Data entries

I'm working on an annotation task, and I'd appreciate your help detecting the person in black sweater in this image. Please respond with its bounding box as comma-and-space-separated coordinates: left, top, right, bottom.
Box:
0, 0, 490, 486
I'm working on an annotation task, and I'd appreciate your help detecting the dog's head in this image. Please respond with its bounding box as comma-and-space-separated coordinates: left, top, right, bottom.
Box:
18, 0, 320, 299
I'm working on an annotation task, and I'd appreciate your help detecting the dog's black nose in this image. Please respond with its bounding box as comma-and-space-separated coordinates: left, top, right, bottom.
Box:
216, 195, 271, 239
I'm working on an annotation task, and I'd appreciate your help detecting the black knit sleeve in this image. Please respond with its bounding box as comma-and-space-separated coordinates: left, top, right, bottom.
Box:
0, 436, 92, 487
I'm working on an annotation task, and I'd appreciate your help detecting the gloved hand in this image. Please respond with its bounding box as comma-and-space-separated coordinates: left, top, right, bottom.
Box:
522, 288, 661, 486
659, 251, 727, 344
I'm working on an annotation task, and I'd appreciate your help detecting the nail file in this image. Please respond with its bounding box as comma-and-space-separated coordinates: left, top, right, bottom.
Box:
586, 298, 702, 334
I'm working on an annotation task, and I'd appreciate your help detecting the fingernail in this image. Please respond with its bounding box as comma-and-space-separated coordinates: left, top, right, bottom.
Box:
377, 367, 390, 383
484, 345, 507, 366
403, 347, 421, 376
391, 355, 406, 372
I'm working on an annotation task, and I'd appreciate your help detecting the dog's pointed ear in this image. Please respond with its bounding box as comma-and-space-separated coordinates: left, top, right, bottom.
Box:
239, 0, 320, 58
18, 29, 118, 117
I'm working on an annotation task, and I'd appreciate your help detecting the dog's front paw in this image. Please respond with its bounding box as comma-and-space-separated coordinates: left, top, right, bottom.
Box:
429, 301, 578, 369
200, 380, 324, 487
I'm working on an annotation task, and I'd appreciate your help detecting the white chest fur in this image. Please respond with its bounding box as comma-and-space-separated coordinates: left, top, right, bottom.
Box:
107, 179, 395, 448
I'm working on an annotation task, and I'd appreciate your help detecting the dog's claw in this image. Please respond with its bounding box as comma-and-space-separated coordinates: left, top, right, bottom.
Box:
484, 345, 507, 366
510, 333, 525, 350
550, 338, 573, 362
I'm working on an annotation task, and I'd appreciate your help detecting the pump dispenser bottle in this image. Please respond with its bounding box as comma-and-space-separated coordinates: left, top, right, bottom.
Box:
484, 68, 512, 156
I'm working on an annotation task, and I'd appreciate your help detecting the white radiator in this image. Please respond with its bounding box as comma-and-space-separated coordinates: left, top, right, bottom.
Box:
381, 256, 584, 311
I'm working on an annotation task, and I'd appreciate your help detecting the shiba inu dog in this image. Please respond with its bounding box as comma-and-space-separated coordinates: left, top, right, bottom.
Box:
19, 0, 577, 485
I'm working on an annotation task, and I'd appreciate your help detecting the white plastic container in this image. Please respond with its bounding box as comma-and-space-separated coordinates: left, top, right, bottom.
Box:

• _Exercise goal_: Start at the line containing "detecting the nail" and end with the line containing "586, 298, 702, 334". Reproduce these records with "nail file" switched to "emery board" and nothing else altered.

• _Solution for this exercise_:
I'm working on an annotation task, and I'd appreciate your help detecting the emery board in this image. Please respond with its bounding box as comma-and-space-separated coordinates: left, top, right, bottom.
Box:
586, 298, 702, 334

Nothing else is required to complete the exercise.